→ **REQUIRED TASK**
Could you extract every entry below and reproduce it exactly?
Begin
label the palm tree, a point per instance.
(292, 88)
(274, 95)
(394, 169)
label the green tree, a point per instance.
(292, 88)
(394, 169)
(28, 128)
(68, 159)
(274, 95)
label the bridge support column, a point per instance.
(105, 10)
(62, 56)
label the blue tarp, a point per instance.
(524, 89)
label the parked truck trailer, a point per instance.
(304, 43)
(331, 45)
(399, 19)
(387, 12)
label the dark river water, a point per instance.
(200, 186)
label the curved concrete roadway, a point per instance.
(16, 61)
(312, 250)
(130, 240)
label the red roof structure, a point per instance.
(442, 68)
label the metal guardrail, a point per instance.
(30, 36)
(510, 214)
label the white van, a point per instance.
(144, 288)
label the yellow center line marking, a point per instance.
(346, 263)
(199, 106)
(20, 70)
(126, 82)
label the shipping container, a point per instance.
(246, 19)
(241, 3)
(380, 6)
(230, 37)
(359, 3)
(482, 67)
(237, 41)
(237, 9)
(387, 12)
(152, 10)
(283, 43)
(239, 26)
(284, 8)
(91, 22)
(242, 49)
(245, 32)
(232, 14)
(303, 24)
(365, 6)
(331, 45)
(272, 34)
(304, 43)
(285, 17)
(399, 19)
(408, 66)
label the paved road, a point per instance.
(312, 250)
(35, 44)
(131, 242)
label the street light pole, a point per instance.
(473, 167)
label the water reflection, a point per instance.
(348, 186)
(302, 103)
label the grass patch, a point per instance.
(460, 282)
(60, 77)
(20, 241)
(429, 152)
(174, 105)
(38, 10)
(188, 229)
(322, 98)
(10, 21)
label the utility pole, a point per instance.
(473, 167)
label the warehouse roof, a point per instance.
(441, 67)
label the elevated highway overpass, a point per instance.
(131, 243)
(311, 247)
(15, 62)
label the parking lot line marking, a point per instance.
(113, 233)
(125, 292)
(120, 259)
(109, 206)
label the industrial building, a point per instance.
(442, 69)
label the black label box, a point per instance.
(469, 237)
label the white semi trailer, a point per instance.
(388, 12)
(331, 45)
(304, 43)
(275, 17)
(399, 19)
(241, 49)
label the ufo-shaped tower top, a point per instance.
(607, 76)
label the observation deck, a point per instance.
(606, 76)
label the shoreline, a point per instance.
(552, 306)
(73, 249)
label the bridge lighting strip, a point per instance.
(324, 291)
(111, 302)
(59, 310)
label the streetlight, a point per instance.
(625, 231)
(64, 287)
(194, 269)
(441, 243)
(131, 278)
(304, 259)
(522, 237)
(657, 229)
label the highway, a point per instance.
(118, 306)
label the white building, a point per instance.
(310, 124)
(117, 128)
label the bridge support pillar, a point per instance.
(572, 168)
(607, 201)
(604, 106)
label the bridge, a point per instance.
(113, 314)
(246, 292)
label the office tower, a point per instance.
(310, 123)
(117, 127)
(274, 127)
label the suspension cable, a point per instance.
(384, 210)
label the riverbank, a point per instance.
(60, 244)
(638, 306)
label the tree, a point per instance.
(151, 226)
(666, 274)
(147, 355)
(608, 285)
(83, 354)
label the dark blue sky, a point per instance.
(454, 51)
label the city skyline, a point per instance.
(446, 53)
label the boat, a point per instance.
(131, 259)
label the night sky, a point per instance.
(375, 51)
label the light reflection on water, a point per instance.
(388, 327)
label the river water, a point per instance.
End
→ **WORKED SOLUTION**
label the palm tree, a point per instance.
(292, 88)
(274, 95)
(394, 169)
label the green tree, a point per instance.
(292, 88)
(394, 169)
(28, 128)
(68, 159)
(274, 95)
label the bridge support column, a point per instance.
(105, 10)
(62, 56)
label the blue tarp, a point per instance.
(524, 89)
label the parked truck trailer, a point per instance.
(304, 43)
(331, 45)
(399, 19)
(387, 12)
label the dark river water, a point per instance.
(200, 186)
label the curved concrete roadway, a point per instance.
(16, 61)
(312, 250)
(130, 240)
label the red roof structure, a point per instance.
(442, 68)
label the metal guardrail, a point per instance.
(30, 36)
(510, 214)
label the white van, a point per instance.
(144, 288)
label the yellow center line marking, a point per instance.
(346, 263)
(199, 106)
(20, 70)
(126, 82)
label the shipping container, a point per instance.
(246, 19)
(241, 3)
(380, 6)
(230, 37)
(359, 3)
(482, 67)
(237, 41)
(237, 9)
(387, 12)
(152, 10)
(283, 43)
(239, 26)
(284, 8)
(91, 22)
(242, 49)
(245, 32)
(232, 14)
(303, 24)
(365, 6)
(331, 45)
(272, 34)
(304, 43)
(285, 17)
(399, 19)
(408, 66)
label the paved road, a point per instance.
(312, 250)
(35, 44)
(131, 242)
label the street light pole, a point per instance.
(473, 167)
label the water reflection, a point per instance.
(348, 186)
(302, 103)
label the grass patch, a point per instance.
(460, 282)
(60, 77)
(20, 241)
(429, 152)
(174, 105)
(38, 10)
(188, 229)
(322, 98)
(10, 21)
label the utility pole, a point per instance.
(473, 167)
label the warehouse roof, a point per instance.
(441, 67)
label the elevated highway overpass, a point per instance.
(131, 243)
(311, 247)
(15, 62)
label the parking lot line marking, a point per instance.
(113, 233)
(125, 292)
(120, 259)
(109, 206)
label the industrial building, a point per instance.
(442, 69)
label the black label box, a point per instance.
(469, 237)
label the white semi trailer, a point per instance.
(388, 12)
(331, 45)
(304, 43)
(275, 17)
(399, 19)
(241, 49)
label the ufo-shaped tower top, a point per instance.
(607, 76)
label the observation deck, a point per instance.
(606, 76)
label the shoreline, a point per instance.
(552, 306)
(73, 249)
label the bridge lighting strip, a point per instance.
(324, 291)
(111, 302)
(59, 310)
label the streetlight, a point per instance.
(625, 231)
(64, 287)
(194, 269)
(441, 243)
(131, 278)
(304, 259)
(522, 237)
(657, 229)
label the highway, a point per instance.
(118, 306)
label the white building, a point per instance.
(310, 124)
(117, 128)
label the bridge support pillar, a point per instance.
(572, 168)
(607, 201)
(604, 106)
label the bridge, a point per instance.
(113, 314)
(246, 292)
label the office tower, a point per instance.
(310, 123)
(117, 127)
(274, 127)
label the suspension cable, a point per instance.
(384, 210)
label the riverbank, a point per instance.
(60, 244)
(638, 306)
label the tree, a point per instance.
(151, 226)
(666, 274)
(147, 355)
(608, 285)
(83, 354)
label the dark blue sky, a point per instance.
(454, 51)
label the city skyline, a point per instance.
(446, 53)
label the boat, a point per instance.
(131, 259)
label the night sky, a point per instance.
(375, 51)
label the light reflection on water, a point per instance.
(388, 327)
label the river water, a point per instance.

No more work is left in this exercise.